### Problem to work on
Output the material exactly, but drop every image it holds.

### Supplied entries
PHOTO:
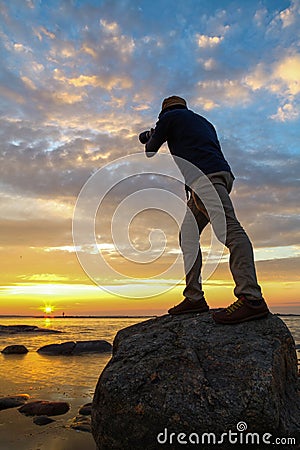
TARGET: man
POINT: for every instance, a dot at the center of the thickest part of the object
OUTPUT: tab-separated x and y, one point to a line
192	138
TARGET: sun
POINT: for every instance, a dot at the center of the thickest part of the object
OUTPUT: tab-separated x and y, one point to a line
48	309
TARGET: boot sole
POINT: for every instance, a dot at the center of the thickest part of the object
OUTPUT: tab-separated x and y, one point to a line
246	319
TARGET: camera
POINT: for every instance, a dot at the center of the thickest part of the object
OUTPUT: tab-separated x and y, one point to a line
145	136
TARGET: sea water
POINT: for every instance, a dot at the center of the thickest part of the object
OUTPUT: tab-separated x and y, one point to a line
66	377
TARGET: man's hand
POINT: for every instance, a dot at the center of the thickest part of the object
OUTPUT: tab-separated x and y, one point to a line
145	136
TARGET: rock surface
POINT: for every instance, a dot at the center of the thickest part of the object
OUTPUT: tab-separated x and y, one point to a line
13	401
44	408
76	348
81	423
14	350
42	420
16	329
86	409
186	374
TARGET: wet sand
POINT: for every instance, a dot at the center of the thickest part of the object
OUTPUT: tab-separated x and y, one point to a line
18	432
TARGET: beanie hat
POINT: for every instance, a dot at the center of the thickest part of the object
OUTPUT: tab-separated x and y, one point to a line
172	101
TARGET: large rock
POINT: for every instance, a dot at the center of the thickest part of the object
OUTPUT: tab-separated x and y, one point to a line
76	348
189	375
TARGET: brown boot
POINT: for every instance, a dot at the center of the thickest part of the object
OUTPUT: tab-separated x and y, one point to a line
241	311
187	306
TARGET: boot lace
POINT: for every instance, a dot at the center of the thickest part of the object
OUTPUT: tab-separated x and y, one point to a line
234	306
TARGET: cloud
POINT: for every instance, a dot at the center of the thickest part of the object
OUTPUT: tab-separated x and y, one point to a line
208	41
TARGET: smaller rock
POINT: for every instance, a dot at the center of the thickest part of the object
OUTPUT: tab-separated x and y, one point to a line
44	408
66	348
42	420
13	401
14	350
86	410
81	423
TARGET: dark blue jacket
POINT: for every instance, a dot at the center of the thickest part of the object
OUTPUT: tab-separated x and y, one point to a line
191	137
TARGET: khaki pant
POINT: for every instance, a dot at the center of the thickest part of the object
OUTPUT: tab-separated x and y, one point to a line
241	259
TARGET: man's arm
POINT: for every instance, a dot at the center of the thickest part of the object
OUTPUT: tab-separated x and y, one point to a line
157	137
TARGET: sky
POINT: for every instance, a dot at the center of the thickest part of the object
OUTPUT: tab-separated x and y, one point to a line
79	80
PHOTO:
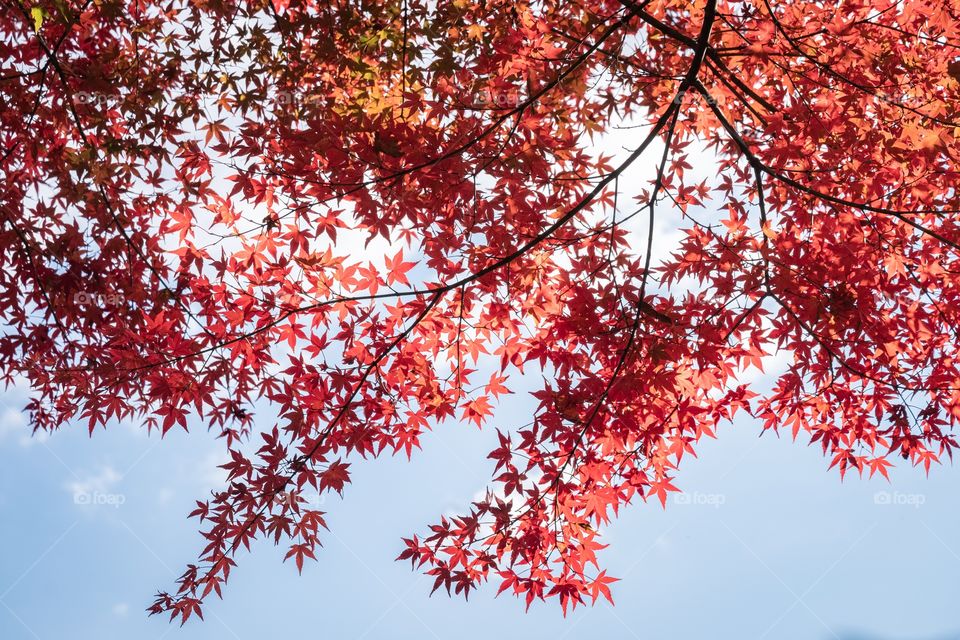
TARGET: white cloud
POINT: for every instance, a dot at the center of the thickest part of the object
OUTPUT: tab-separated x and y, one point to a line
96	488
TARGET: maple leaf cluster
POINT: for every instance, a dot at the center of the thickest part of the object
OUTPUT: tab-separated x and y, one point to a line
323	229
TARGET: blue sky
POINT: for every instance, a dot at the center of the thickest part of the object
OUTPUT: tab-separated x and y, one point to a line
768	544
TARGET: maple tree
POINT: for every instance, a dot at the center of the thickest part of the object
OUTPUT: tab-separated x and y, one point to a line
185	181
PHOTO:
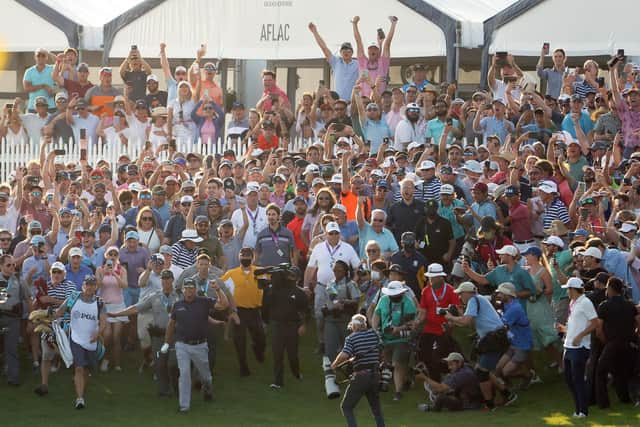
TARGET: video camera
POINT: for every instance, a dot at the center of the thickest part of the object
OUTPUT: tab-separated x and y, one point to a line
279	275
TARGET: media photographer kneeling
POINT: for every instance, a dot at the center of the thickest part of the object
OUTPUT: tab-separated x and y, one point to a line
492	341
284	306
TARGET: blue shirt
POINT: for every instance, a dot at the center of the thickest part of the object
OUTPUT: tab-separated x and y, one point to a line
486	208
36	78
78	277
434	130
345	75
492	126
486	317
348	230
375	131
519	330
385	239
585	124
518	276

### Full output
PHOTO:
TARGET: man
POINT: for every instance, a dot at the center of the thickest part of the object
OUTPUT: tab-separated x and y, one point to a line
192	138
TARGET: sun
POINT: for every instance, a dot at the center of the thickest part of the object
OUTPUT: tab-separated x and y, one point to a line
48	309
TARGET: boot sole
POINT: for every instance, a dot at the center of the thickest part of the object
OUTPUT: tab-separated x and y, one point to a line
246	319
TARGET: camera
POINT: for every instance, a dot at the center of the thickest part of the object
OUTPUT: tab-separated x and y, one point to a line
145	136
TARGET: sea water
POINT: for every instance, a dot at the center of the thickest part of the object
OUTPUT: tab-separated x and y, one point to a line
66	377
TARGET: man's hand
POINT: for every instance, a dot at the center of the thickest part of the object
OUTPUT: tab-separated x and y, one point to a line
145	136
TARGET: rock surface
POINT: for every instance, a dot at the center of the thickest part of the object
OUTPUT: tab-separated x and y, one point to a line
13	401
44	408
76	348
81	423
14	350
42	420
16	329
86	409
186	374
TARGET: wet sand
POINT: for every instance, a dot at the center of the thickest part of the object
OUTPUT: tab-separated x and y, one point to a line
18	432
TARGET: beanie hat
POINT: for every instance, a dot at the center of the thickest part of the object
OUTPUT: tab-separated x and y, one point to a line
172	101
TARGET: large rock
POINT: for every instance, a dot at the center of the thickest part of the object
OUTPUT: tab-separated x and y, one point to a line
76	348
189	375
TARGET: brown boot
POINT: for every instance, a dot at the center of the thickest part of the object
OUTPUT: tab-separated x and y, one point to a line
241	311
187	306
TARGET: boot lace
POINT: for every instance, a dot at the center of the thickest part of the object
OUTPUT: tab-separated x and y, one point to a line
234	306
TARGET: cloud
POINT: for every instance, a dot at the center of the thickest part of the object
OUTPUT: tab-separated x and y, one point to a line
208	41
TARGET: smaller rock
POINT: for every instance, a dot at the center of the thickest part of the object
OUTPUT: tab-separated x and y, one point to a line
44	408
66	348
42	420
13	401
14	350
86	410
81	423
TARGET: dark blue jacket
POINT: for every instance, a dot at the center of the thickest part of the object
OUTPUT: tab-separated x and y, one point to a line
191	137
TARGET: khaki pant
POINT: for every instance, a dot at the center of the thickest part of the object
OUTPUT: tab-separated x and y, one point to a line
241	259
TARGET: man's arm
POINT: for every instance, a dot at the center of the thickest part of the object
OUTPUT: tab-separated x and y, one point to a line
157	137
TARGET: sky
POINT: for every instance, a dot at the center of the thickest part of the object
OUTPUT: tab-separated x and y, one point to a line
79	80
PHOTO:
TARGET: white cloud
POINT: for every instance, a dot at the center of the thickest part of the object
OUTPUT: tab-separated x and y, one point to a line
96	488
TARGET: maple leaf cluster
POINT: for every instance, a dot at the center of the thickest part of the object
OUTPUT: tab-separated x and y, one point to a line
323	229
TARGET: blue sky
POINT: for every instance, a dot at the center of the thickest part of the object
OUTPUT: tab-separated x and y, one point to a line
768	544
TARGET: maple tree
POINT: for every instance, a dot at the center of the thickest part of the object
OUTPUT: tab-separated x and y, one point to a line
185	181
PHOTO:
TARGET: video camera
POINT: for every instance, a dot at the center of the thickest part of the object
OUTPUT: tab-separated x and y, one point to a line
279	275
TARGET: media photographer kneeling
POINT: for every instance, a dot at the center of the thickest part of the object
OUTPUT: tab-separated x and y, one point to a line
492	341
284	306
TARGET: blue shirt
POINT: for every instance, a dot at the center of the thickest part of the object
OUTPUT: tab-separated x and y, one point to a line
486	208
36	78
78	277
434	130
345	75
492	126
486	317
348	230
375	131
519	330
385	239
585	124
518	276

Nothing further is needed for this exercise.